* _抜粋本文_:
____________________

本発明の目的は、鉛直に固定したリーダ上を上下に移動可能なスライドを備えた削孔機、又は地盤改良機等において、スライドの高さ制限、又は警報可能な土木機械の高さ安全装置を提供することにある。
本発明の他の目的は、鉛直に固定したリーダ上を上下に移動可能なスライドを備えた削孔機、又は地盤改良機等において、スライドの高さ制限、又は警報位置を任意に変更できる土木機械の高さ安全装置を提供することにある。
【課題を解決するための手段】
【0006】
前記課題は以下の手段によって解決される。

____________________

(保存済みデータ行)

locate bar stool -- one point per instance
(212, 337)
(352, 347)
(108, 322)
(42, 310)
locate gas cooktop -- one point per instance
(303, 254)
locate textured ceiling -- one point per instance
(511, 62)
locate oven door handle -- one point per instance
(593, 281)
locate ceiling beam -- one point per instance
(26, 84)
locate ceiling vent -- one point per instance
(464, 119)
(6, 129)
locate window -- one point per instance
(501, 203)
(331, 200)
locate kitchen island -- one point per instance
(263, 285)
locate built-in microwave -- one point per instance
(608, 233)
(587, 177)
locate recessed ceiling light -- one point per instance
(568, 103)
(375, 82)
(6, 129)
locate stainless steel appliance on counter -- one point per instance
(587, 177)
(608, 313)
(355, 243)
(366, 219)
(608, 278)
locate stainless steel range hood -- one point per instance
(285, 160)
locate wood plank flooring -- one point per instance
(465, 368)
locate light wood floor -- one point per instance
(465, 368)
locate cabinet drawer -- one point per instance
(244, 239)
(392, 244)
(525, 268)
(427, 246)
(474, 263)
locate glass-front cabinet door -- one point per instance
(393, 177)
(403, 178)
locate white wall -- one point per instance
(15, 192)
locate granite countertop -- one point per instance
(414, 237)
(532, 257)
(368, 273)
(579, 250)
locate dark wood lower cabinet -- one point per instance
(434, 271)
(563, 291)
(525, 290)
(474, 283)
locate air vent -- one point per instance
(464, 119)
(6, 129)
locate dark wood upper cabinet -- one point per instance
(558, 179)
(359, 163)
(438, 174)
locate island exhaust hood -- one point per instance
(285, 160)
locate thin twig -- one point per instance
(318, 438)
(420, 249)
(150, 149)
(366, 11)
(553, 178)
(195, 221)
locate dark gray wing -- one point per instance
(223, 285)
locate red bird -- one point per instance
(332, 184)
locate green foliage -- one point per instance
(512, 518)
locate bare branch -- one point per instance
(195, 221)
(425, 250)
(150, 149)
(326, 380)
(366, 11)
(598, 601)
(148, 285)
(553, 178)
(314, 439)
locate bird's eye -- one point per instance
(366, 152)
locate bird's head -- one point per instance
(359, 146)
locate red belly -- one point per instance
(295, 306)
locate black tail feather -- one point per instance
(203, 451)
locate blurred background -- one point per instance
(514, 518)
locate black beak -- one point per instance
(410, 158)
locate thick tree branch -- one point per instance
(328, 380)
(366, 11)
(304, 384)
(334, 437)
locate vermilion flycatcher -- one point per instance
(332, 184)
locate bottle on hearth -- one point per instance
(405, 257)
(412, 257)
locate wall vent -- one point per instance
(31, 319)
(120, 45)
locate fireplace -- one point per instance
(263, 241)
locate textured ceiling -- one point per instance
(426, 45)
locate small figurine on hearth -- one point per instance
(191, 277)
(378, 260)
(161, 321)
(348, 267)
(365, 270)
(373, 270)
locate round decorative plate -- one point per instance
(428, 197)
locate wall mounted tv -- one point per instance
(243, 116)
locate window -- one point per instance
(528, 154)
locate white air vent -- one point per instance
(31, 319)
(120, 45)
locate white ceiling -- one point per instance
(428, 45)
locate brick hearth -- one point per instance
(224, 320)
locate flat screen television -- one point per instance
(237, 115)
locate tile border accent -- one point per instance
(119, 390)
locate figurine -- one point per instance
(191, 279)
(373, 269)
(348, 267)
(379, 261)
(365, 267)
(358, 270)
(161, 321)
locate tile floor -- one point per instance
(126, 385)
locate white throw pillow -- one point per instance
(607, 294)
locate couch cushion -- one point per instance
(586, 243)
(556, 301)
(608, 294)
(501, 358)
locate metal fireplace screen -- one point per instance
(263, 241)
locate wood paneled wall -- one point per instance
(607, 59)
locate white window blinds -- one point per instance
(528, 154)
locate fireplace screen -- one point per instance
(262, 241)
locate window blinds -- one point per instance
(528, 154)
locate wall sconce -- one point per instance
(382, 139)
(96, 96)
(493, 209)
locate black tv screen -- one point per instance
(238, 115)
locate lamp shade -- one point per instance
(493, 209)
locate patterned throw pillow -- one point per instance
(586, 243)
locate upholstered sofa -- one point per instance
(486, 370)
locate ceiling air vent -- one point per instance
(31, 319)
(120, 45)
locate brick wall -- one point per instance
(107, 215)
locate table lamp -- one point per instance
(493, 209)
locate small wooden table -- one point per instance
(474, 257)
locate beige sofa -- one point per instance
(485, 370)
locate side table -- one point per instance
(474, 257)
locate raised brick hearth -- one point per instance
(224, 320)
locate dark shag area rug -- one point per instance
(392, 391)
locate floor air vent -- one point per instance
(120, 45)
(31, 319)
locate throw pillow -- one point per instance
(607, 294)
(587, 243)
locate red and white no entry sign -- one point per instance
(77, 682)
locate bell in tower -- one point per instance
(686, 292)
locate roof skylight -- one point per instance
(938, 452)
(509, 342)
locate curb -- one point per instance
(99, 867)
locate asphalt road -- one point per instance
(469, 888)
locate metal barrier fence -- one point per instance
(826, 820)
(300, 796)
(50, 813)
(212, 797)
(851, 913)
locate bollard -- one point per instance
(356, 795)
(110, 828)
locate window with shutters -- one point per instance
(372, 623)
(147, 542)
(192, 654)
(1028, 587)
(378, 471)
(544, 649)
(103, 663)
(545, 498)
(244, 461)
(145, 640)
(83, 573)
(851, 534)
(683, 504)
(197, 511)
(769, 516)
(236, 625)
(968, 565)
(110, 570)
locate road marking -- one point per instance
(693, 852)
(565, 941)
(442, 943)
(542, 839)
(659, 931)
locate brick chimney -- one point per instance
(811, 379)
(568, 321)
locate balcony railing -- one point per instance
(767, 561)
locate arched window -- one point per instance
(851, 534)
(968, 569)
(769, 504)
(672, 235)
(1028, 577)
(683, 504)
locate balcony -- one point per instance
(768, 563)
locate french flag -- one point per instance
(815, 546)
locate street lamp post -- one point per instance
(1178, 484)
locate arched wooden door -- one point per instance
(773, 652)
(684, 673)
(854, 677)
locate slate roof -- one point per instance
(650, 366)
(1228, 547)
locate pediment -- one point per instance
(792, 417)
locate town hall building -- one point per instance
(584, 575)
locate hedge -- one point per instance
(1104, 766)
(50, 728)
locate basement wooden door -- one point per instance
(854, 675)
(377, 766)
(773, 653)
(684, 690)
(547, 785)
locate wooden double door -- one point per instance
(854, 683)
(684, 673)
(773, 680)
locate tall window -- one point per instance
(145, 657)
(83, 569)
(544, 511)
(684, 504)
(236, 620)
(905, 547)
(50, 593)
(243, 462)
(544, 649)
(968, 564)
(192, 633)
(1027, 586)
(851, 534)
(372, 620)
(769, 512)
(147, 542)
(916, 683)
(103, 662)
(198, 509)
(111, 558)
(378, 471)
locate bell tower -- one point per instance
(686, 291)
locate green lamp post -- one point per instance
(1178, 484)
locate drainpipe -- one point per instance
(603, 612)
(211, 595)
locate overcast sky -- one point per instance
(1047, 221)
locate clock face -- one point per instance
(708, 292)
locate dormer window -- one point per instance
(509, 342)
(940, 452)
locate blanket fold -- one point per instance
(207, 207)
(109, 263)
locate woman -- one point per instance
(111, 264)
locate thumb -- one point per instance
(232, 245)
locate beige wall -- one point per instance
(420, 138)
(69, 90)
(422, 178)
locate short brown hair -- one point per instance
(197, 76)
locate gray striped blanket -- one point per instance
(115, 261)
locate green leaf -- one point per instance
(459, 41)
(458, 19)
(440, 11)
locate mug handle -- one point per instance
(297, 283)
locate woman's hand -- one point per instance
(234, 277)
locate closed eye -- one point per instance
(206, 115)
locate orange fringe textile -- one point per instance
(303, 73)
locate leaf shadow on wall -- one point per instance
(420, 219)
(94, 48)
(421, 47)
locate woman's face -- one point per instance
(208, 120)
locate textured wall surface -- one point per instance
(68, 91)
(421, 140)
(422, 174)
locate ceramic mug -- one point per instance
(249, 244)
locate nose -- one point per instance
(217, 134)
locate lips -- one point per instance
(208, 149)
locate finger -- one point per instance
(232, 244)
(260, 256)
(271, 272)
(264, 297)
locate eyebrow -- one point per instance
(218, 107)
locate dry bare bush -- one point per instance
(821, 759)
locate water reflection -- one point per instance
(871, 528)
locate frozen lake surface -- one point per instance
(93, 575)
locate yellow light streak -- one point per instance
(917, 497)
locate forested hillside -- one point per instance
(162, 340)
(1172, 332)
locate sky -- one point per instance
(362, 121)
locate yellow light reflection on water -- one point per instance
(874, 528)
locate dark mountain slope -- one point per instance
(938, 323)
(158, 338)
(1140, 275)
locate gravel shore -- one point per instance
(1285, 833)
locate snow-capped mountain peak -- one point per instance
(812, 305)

____________________

* _設問 1_:
抜粋本文について、次の問いに答えてください。
(a) 最初に述べられている目的では、スライドはどのようなリーダ上を上下に移動するとされていますか。
(b) 「本発明の他の目的は」で始まる文では、何を任意に変更できるとされていますか。
(c) 「【0006】」の後の文では、前記課題は何によって解決されるとされていますか。
* _設問 2_: 抜粋本文のうち、「本発明の目的は、鉛直に固定し」という語句を含む箇所から「に変更できる土木機械の高さ安全装置を提供することにある。」の後までを、一字も変えずに書き写してください。

* _解答 1_:
(a) 鉛直に固定したリーダ上
(b) スライドの高さ制限、又は警報位置
(c) 以下の手段

* _解答 2_:
本発明の目的は、鉛直に固定したリーダ上を上下に移動可能なスライドを備えた削孔機、又は地盤改良機等において、スライドの高さ制限、又は警報可能な土木機械の高さ安全装置を提供することにある。
本発明の他の目的は、鉛直に固定したリーダ上を上下に移動可能なスライドを備えた削孔機、又は地盤改良機等において、スライドの高さ制限、又は警報位置を任意に変更できる土木機械の高さ安全装置を提供することにある。